▸ Trecho fornecido
· · · ·

Por Vinícius Martins @cinemarcante 




Dentro do megalomaníaco universo do cinema - onde filmes e seus enredos parecem se repetir ano após ano -, ser ousado ao ponto de ser original é, na maioria das vezes, quase uma blasfêmia. Há quem se arrisque - ainda bem - e, tentando, consegue inovar e criar algo novo e realmente bom, ou ainda com sorte redefinir o gênero (como o primeiro ‘Atividade Paranormal’, por exemplo, que deu novos rumos para o terror). Na televisão vimos um ótimo caso recentemente com 'Sense 8’, das Wachowski, que reinventou o formato como múltiplas histórias são contadas e gerou uma obra prima que dificilmente será superada.


'Sense 8' , das irmãs Wachouski , série da Netflix

No cinema também há pessoas com o nome bem lembrado por “dar o primeiro passo” e revolucionar a maneira como determinado assunto é visto. As obras dessas pessoas é o nosso objeto de estudo nessa segunda parte do especial.

· · · ·

▸ Listagem fornecida

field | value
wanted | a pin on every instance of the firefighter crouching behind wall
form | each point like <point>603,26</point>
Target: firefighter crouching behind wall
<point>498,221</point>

· · · ·

▸ Enunciado 1
Segundo o trecho fornecido, qual filme é citado como tendo dado novos rumos para o terror?
▸ Enunciado 2
Transcreva do trecho fornecido a passagem que começa em "Dentro do megalomaníaco" e vai até "parte do especial.", inclusive.
▸ Enunciado 3
De acordo com o trecho fornecido, o que consegue fazer quem se arrisca no cinema? Liste todos os resultados mencionados.
A listagem não tem nenhum papel nesta atividade.

▸ Resolução 1
O primeiro ‘Atividade Paranormal’.

▸ Resolução 2
Dentro do megalomaníaco universo do cinema - onde filmes e seus enredos parecem se repetir ano após ano -, ser ousado ao ponto de ser original é, na maioria das vezes, quase uma blasfêmia. Há quem se arrisque - ainda bem - e, tentando, consegue inovar e criar algo novo e realmente bom, ou ainda com sorte redefinir o gênero (como o primeiro ‘Atividade Paranormal’, por exemplo, que deu novos rumos para o terror). Na televisão vimos um ótimo caso recentemente com 'Sense 8’, das Wachowski, que reinventou o formato como múltiplas histórias são contadas e gerou uma obra prima que dificilmente será superada.


'Sense 8' , das irmãs Wachouski , série da Netflix

No cinema também há pessoas com o nome bem lembrado por “dar o primeiro passo” e revolucionar a maneira como determinado assunto é visto. As obras dessas pessoas é o nosso objeto de estudo nessa segunda parte do especial.

▸ Resolução 3
- Inovar
- Criar algo novo e realmente bom
- Redefinir o gênero (com sorte)